:: 対象の文章 ::
↓↓↓
G DATA Softwareは7月15日、2008年上半期におけるマルウェア数の急増と、スマートフォンにおけるウイルス状況についての速報を発表した。発表によると、2008年は例年以上にマルウェアが蔓延しているという。
G DATAによれば、1日平均で約1500件の新しいマルウェアが、Windowsユーザーに向けて放たれているという。その結果、この半年間で31万8000件もの新しいマルウェアが出現し、前年1年間に採集された数をすでに超えたとのこと。このまま同じ成長率でいくと、前年と比べて1年間で5倍以上の増加となる見込みだという。マルウェアの新種の発見数は7万5027件にのぼる。
特に、以前よりもウェブサイトに起因する脅威が著しく増加しており、新種マルウェアはネット銀行のアカウントやクレジットカードの登録情報、オンラインゲームのアクセスデータを狙っているとのこと。攻撃者はバックドアを利用することによってコンピュータに潜入可能となり、さらに新たなマルウェアを侵入させたり、ボットネットに組み込んでゾンビPCに仕立てたりする。
一方、大多数のスマートフォンのウイルスは、まだ実用性の高いものではないとG DATAは分析している。この6カ月で40ほどの新しいマルウェアが登場しているが、ほとんどが危険性のないものであった。2006年以降のスマートフォンのウイルスの総数も、2年半で115しかない。ブルートゥースに距離の制限があること、OSが多様であることなどから、ネット犯罪者の目標としては魅力がないとのことだ。
ただし日本ではすでに第3世代携帯電話(3G)が普及し、ウィルコムの「W-ZERO3」シリーズやソフトバンクモバイルの「iPhone」に注目が集まっている。日本ではスマートフォンは注目度が高いため、功名心による愉快犯だけでなく実際の利益を見込んだ攻撃が起きる可能性は否定できないとのこと。また、日本では安全に使用できる携帯電話が普及しているため、スマートフォンも同様に安全だと思い込みがちで、そこに犯罪者のつけいる隙があると指摘している。
G DATAによれば、スマートフォンの場合、各人が意識的にセキュリティ対策をする必要があるという。現在はWindows OSと比べてマルウェアの数が約1万分の1程度と圧倒的に少ないとはいえ、携帯電話と同じ感覚でスマートフォンを使用してはならず、セキュリティには注意するべきと呼びかけている。
G DATAではまた、今後もさらに新種マルウェアが増加すると予測している。特に北京オリンピックのような大きなスポーツイベントは、ネット犯罪者がもっとも好むものであり、イベントのはじまる頃に、観戦チケットや渡航、宿泊、観光に関連したメールを無差別に配布してフィッシングサイトへ誘導したり、マルウェアをダウンロードさせたりするような攻撃のおそれがあるとしている。
↑↑↑
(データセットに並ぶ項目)
↓↓↓
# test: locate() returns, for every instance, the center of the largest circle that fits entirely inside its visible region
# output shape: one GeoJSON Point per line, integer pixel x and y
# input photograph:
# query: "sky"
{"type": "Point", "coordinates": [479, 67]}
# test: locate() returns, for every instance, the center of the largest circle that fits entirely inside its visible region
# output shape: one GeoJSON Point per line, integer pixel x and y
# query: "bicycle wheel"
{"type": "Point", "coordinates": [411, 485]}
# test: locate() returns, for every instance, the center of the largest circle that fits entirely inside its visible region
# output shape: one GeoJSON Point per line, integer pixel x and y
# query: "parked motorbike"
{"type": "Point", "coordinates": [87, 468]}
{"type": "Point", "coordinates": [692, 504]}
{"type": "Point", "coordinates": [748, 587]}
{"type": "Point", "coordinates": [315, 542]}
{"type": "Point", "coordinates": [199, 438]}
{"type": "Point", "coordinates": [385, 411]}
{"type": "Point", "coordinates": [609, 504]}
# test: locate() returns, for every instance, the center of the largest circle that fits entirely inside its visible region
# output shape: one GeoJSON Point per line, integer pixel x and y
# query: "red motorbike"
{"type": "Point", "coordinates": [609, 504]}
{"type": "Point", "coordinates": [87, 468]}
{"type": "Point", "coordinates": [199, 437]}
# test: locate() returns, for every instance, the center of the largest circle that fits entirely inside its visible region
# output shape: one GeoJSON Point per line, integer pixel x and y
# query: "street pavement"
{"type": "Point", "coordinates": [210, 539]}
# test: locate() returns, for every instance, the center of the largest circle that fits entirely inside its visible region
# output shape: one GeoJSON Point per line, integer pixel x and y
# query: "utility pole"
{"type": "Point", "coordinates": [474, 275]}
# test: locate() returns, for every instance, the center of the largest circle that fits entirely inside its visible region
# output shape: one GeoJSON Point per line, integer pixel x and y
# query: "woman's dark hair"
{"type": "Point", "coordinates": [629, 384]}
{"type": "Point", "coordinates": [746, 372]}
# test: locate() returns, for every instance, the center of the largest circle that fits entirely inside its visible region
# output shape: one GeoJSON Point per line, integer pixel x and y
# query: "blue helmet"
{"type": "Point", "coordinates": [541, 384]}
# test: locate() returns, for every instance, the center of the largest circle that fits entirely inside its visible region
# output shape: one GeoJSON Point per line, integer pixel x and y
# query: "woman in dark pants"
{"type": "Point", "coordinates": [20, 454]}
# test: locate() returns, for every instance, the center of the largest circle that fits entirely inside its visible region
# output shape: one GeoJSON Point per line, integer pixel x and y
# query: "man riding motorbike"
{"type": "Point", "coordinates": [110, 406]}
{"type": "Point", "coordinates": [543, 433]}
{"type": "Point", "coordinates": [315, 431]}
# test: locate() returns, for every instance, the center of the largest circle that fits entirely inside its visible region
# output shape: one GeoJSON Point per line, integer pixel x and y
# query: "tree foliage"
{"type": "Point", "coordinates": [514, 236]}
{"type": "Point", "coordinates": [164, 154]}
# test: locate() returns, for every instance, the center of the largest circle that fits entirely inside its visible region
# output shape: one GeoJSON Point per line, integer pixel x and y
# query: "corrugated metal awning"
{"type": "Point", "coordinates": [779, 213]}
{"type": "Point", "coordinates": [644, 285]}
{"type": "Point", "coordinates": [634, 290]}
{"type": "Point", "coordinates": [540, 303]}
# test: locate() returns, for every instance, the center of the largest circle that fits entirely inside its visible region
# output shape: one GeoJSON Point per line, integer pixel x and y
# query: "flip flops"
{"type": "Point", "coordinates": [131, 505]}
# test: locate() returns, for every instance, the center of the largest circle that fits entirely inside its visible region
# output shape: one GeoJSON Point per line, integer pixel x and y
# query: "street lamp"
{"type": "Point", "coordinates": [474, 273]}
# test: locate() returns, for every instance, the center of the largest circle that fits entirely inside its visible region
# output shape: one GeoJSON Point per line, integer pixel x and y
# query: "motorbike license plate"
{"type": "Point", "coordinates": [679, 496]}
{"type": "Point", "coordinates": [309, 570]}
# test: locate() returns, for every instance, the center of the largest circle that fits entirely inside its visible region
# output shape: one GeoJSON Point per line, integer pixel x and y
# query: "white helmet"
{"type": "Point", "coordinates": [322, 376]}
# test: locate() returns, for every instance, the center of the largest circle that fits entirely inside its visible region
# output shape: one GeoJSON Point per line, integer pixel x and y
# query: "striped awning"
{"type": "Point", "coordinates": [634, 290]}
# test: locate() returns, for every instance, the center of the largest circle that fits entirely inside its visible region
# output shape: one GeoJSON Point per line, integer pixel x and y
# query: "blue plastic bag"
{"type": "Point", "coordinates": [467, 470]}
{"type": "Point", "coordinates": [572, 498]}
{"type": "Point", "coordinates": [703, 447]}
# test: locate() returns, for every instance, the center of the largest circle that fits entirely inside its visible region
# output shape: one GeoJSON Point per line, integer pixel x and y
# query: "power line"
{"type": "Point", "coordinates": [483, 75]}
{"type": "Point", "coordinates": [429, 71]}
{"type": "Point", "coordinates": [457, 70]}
↑↑↑
マルウェアの記事の「一方、大多数のスマートフォン」を含む箇所から書き始め、「しては魅力がないとのことだ。」で終えて写す。その際、「ブルートゥース」を「Bluetooth」に置き換えること。 エントリはマルウェアの記事とは関係がない。

一方、大多数のスマートフォンのウイルスは、まだ実用性の高いものではないとG DATAは分析している。この6カ月で40ほどの新しいマルウェアが登場しているが、ほとんどが危険性のないものであった。2006年以降のスマートフォンのウイルスの総数も、2年半で115しかない。Bluetoothに距離の制限があること、OSが多様であることなどから、ネット犯罪者の目標としては魅力がないとのことだ。